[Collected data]
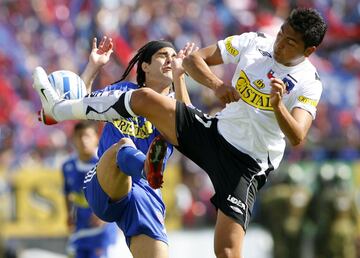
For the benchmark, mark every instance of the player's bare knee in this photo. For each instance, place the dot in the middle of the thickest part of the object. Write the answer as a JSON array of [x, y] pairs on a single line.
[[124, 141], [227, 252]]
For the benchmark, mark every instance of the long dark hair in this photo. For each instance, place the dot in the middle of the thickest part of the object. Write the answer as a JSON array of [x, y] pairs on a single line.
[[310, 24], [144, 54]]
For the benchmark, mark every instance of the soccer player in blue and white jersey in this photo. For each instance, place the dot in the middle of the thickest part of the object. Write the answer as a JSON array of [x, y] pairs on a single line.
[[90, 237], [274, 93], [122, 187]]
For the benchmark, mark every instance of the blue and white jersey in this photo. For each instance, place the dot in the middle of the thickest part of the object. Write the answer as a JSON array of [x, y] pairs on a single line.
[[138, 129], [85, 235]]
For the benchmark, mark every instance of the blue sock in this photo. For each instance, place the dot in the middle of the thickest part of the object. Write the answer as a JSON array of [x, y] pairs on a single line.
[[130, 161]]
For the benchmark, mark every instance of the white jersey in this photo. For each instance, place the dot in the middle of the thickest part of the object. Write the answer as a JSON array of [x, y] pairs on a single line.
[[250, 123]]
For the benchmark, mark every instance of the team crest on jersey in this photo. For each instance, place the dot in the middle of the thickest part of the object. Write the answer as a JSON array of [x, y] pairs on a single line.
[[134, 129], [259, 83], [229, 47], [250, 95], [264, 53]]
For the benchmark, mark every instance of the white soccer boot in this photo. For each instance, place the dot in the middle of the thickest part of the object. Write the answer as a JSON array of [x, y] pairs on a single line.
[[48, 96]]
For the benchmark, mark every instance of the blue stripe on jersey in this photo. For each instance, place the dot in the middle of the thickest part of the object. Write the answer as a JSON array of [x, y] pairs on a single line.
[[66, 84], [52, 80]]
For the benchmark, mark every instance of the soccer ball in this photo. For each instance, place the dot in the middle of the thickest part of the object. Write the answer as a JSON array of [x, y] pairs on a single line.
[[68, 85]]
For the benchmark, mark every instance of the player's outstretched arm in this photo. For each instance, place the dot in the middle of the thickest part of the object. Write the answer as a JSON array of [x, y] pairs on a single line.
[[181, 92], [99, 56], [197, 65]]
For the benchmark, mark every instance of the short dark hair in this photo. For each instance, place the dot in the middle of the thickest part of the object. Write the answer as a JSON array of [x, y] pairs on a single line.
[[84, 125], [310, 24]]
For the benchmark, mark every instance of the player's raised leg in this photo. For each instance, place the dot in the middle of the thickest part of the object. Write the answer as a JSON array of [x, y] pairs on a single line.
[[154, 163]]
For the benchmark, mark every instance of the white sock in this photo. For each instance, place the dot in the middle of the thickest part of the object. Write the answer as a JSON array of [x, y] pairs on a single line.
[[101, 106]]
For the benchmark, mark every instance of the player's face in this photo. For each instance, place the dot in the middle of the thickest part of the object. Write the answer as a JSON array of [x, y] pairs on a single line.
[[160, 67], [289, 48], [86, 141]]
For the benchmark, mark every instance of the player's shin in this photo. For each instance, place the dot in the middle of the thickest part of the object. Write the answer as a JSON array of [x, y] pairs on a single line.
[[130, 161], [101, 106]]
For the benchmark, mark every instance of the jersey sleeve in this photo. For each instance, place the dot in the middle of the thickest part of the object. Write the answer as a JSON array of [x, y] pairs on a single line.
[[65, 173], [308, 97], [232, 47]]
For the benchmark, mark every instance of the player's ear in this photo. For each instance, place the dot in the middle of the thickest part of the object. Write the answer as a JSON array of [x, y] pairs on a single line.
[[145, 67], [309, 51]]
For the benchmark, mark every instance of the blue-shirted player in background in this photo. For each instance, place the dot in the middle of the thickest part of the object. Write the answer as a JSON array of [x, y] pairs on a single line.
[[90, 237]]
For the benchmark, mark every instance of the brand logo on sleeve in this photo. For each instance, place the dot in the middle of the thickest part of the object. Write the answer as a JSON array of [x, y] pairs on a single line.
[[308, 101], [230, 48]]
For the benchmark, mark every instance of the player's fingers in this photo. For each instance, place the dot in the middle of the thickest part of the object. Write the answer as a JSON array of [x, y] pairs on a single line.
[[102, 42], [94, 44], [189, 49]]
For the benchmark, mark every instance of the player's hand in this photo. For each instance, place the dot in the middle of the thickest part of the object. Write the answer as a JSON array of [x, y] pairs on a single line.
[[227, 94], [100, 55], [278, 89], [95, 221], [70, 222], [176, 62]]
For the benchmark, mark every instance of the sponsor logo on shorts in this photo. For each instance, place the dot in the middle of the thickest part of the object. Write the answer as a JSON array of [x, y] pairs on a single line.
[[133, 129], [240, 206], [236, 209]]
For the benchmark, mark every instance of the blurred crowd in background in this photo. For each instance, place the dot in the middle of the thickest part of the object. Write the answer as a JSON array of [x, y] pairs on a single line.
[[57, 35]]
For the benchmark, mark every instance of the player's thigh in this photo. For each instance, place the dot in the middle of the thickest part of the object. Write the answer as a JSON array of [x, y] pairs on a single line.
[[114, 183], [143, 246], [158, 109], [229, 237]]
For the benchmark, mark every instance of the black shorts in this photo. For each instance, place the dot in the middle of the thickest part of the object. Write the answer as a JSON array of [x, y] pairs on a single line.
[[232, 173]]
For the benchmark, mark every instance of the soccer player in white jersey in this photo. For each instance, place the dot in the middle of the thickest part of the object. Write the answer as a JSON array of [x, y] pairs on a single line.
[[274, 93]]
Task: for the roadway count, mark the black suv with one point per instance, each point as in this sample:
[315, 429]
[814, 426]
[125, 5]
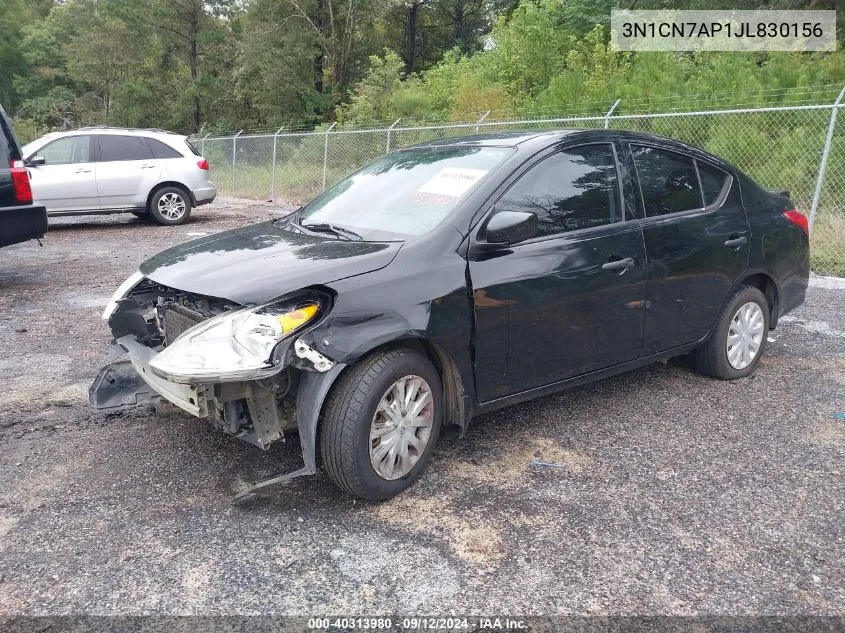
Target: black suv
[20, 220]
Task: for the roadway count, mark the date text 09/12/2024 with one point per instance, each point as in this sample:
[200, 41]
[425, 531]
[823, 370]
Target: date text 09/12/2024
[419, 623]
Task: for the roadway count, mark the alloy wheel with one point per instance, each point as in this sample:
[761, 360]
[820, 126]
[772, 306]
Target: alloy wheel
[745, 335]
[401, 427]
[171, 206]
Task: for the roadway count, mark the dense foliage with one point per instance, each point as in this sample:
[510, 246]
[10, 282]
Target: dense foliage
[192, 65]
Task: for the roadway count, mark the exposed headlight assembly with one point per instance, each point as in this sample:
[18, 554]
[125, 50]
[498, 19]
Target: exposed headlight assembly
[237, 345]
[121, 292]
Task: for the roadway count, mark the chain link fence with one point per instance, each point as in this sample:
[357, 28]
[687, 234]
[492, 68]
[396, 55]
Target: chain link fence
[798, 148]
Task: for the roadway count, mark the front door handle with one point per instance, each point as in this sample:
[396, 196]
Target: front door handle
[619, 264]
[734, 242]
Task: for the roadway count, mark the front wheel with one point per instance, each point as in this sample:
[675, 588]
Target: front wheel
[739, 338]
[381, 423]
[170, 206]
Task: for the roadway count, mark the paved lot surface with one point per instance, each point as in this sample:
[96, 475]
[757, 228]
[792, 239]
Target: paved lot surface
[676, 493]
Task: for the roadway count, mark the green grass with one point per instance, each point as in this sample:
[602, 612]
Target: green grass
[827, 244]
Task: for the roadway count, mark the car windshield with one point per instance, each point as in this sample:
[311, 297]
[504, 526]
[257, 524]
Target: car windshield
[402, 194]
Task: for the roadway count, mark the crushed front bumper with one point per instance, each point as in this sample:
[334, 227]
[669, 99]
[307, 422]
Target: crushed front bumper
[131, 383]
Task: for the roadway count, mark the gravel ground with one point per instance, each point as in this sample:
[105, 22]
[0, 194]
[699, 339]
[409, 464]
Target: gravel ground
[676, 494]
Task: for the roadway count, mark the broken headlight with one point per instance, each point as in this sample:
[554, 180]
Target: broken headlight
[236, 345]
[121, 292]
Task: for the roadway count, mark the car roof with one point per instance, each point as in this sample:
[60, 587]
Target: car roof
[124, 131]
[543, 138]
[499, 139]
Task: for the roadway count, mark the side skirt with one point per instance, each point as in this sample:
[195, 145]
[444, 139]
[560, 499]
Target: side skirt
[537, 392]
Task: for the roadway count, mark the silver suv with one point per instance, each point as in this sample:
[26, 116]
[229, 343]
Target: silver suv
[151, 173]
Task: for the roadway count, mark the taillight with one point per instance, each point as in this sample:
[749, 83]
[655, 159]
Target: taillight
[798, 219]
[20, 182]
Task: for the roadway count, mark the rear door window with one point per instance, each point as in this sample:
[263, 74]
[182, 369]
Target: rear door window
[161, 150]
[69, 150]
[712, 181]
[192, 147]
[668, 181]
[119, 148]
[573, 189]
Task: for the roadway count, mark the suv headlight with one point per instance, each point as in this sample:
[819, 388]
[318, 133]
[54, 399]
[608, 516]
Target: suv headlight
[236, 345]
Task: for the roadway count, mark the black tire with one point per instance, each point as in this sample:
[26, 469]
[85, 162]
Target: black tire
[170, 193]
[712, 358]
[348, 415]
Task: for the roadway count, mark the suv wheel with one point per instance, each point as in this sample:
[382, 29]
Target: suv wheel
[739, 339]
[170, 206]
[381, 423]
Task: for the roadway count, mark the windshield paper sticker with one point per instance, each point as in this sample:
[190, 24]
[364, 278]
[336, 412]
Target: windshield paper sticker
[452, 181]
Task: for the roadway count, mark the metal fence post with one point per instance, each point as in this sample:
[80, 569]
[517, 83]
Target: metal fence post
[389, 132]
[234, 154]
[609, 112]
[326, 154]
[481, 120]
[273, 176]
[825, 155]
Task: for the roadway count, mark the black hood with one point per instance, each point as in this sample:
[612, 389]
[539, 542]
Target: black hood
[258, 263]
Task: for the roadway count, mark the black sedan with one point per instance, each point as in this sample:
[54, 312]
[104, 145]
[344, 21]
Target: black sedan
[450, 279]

==

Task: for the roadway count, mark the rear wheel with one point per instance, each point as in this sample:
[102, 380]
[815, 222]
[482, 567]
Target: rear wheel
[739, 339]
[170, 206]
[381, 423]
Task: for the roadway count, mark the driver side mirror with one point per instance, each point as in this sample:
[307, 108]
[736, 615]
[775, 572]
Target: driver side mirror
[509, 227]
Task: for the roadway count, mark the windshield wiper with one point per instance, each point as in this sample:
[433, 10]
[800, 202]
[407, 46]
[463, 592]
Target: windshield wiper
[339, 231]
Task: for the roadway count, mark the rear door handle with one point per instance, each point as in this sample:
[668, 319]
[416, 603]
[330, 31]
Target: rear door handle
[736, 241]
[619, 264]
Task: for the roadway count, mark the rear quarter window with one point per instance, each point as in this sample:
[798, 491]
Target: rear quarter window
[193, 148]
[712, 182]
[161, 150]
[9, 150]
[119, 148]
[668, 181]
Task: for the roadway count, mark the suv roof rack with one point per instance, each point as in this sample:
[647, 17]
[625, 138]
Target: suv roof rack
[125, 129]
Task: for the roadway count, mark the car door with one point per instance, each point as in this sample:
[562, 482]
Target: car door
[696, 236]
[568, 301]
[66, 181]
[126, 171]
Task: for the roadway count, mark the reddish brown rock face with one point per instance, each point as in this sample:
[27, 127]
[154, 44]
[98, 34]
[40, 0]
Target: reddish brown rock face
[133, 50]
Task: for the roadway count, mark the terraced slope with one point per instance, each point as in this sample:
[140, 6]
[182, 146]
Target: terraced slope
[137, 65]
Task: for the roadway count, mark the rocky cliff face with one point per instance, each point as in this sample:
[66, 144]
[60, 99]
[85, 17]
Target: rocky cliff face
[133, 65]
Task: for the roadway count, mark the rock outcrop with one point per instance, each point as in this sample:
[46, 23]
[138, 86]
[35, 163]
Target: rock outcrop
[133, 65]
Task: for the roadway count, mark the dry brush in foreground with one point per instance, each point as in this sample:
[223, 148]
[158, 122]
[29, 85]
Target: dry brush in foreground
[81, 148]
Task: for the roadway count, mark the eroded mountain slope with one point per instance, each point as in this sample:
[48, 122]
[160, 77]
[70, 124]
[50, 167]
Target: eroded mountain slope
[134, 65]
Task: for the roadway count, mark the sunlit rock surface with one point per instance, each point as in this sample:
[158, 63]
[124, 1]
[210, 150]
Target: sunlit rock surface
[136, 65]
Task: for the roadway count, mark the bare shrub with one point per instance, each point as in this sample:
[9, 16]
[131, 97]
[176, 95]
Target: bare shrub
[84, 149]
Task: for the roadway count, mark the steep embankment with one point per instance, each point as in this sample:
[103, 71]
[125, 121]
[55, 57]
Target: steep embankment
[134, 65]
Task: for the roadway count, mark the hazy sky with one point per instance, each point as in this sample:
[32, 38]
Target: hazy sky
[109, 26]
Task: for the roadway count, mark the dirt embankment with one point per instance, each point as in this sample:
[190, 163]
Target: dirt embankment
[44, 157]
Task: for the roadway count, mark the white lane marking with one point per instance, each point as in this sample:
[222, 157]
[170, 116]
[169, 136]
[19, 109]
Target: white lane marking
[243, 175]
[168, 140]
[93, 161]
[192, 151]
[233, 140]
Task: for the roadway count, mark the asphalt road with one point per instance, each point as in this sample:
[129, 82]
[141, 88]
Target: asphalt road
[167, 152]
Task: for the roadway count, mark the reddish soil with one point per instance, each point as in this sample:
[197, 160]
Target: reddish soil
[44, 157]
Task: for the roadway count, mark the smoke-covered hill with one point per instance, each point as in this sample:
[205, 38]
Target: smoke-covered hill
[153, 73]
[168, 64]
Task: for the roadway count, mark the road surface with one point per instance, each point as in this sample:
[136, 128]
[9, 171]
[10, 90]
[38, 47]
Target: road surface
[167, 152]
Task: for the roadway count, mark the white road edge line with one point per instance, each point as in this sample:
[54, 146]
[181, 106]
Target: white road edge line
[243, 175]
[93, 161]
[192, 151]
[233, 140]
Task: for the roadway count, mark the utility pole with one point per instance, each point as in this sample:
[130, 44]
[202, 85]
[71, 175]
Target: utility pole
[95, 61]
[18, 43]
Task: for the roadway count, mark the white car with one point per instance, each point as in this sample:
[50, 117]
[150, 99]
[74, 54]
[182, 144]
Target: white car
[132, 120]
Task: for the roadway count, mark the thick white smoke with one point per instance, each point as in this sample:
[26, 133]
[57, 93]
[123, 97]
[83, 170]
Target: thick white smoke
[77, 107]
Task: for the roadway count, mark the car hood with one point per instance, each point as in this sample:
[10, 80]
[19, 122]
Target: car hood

==

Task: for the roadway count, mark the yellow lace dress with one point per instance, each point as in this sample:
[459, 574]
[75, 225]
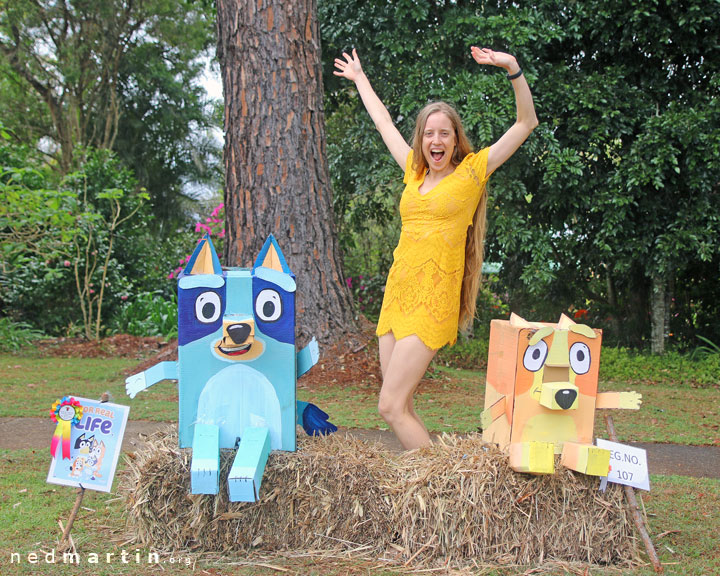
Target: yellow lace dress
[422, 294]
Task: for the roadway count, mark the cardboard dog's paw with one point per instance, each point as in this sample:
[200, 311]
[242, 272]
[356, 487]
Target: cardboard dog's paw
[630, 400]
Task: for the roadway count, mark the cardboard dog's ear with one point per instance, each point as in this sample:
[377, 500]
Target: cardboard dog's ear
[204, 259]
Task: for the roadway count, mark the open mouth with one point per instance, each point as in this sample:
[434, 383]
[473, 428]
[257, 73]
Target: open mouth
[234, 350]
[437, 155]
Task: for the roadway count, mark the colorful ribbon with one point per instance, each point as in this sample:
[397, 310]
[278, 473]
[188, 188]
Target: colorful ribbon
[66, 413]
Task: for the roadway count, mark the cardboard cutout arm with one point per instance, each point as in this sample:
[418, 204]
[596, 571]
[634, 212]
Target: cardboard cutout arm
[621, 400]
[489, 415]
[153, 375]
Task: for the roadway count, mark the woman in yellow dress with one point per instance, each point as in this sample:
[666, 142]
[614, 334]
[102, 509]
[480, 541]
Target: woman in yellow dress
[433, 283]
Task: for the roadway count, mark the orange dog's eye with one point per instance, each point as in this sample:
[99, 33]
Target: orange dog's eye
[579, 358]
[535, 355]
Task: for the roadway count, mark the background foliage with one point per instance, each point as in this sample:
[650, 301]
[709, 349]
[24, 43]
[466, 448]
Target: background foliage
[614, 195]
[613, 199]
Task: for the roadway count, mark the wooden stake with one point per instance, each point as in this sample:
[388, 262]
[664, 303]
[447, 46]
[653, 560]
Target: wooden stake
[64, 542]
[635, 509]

### AIM
Reproduce word for word the lines starting at the one containing "For the benchmark, mark every instance of the player's ear" and ending at the one containing "[[145, 67], [309, 51]]".

### REPLY
For the benchmark, mark every instance of the player's ear in this photo. For each instance, place the dot in the middle of the thickest part of the object. Write the answer as a JSON array of [x, y] pairs on a single line.
[[145, 67], [309, 51]]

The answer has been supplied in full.